## [Records contained in a dataset]
════════════════════

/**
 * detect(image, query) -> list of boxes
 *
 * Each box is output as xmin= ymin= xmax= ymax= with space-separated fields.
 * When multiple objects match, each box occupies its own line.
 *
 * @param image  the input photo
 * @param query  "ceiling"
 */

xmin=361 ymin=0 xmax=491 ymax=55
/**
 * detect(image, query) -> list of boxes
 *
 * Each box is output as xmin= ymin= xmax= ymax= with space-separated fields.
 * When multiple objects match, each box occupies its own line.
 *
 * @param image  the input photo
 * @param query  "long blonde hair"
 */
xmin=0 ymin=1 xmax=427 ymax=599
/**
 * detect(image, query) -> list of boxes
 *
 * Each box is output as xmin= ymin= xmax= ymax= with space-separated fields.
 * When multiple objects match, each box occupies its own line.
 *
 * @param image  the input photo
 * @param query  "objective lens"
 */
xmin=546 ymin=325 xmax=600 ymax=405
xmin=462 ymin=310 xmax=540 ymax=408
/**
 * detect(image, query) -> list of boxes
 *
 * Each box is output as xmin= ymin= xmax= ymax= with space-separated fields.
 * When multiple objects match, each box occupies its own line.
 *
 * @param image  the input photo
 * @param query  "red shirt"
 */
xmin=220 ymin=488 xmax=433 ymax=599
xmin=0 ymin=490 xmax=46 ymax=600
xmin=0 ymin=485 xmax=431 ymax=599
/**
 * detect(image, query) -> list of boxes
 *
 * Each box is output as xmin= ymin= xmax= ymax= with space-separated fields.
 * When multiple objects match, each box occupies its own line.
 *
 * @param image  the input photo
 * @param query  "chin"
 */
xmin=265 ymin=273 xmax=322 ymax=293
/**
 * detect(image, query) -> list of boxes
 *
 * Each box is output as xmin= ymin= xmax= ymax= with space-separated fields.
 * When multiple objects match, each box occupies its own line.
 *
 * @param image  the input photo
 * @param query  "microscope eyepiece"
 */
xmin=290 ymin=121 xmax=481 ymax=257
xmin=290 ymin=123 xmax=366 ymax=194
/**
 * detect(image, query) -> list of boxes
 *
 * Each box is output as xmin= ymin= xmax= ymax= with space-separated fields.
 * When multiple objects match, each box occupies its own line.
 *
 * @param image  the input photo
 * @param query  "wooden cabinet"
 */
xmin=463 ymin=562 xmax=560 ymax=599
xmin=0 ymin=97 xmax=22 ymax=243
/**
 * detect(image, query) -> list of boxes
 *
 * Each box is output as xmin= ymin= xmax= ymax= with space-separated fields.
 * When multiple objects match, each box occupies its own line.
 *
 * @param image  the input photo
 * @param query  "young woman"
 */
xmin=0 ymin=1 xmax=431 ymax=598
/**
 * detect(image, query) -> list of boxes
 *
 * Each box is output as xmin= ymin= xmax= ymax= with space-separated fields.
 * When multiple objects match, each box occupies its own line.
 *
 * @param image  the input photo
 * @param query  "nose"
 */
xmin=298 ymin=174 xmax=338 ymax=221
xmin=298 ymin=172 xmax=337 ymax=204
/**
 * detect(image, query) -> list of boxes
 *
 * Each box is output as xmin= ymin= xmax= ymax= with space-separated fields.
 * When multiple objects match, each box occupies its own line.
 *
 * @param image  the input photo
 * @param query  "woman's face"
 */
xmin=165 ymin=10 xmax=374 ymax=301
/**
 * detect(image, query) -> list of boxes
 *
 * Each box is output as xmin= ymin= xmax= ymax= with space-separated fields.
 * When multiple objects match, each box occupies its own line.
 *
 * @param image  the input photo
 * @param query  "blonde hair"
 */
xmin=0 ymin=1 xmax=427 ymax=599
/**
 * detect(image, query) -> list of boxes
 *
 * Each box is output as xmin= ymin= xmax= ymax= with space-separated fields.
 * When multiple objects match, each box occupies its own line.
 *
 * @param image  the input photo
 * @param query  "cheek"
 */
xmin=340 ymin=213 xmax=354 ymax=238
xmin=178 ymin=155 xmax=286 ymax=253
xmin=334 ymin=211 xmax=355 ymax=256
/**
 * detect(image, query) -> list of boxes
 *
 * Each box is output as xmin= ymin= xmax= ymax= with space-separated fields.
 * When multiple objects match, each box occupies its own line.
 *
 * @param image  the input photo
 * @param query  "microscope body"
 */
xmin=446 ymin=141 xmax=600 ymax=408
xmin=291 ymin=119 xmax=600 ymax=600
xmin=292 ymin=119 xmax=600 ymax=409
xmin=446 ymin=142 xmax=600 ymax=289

════════════════════

## [TASK OBJECTIVE]
Please count the lines above that hold the string "microscope" and reply with the number alone.

## [EXERCISE RESPONSE]
2